## DIRECTION
Rewrite everything from the line containing "Where can the player's" down to the end of the records, putting "football" in place of "soccer ball" and leaving all else unchanged.

Collected data
※
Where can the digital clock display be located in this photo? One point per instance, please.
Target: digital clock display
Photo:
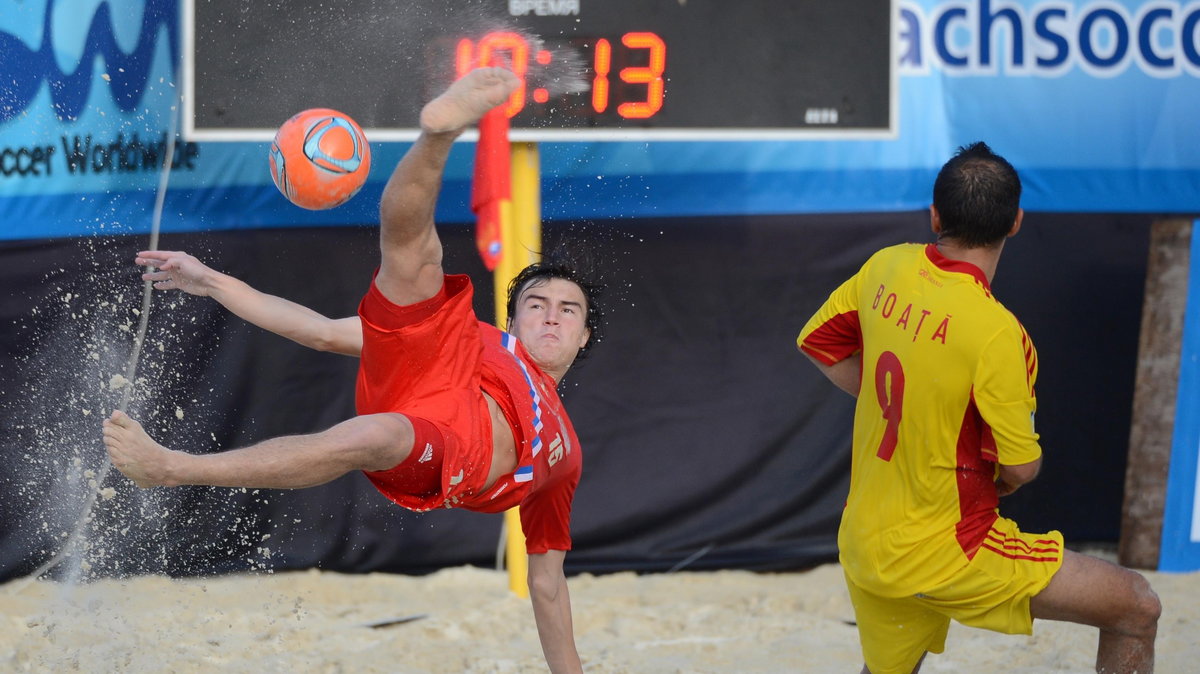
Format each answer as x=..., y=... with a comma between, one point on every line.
x=591, y=68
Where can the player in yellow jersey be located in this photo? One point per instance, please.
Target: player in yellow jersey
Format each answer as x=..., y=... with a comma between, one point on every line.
x=943, y=427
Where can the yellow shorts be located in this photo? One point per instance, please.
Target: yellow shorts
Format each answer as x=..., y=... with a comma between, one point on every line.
x=991, y=591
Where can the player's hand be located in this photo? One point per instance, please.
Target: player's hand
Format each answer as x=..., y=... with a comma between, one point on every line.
x=1005, y=488
x=174, y=270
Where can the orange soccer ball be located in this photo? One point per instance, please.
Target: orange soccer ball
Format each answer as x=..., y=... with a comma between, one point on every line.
x=319, y=158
※
## WRITTEN RESPONSE
Where can the player's hand be located in this photo? One point per instance, please.
Target: player's hand
Format each answer as x=..., y=... with a comma between, one point on every line.
x=1005, y=488
x=174, y=270
Where can the orange football be located in this photo? One point per instance, please.
Target: orange football
Format each answer as x=..., y=... with a comma between, one point on every line.
x=319, y=158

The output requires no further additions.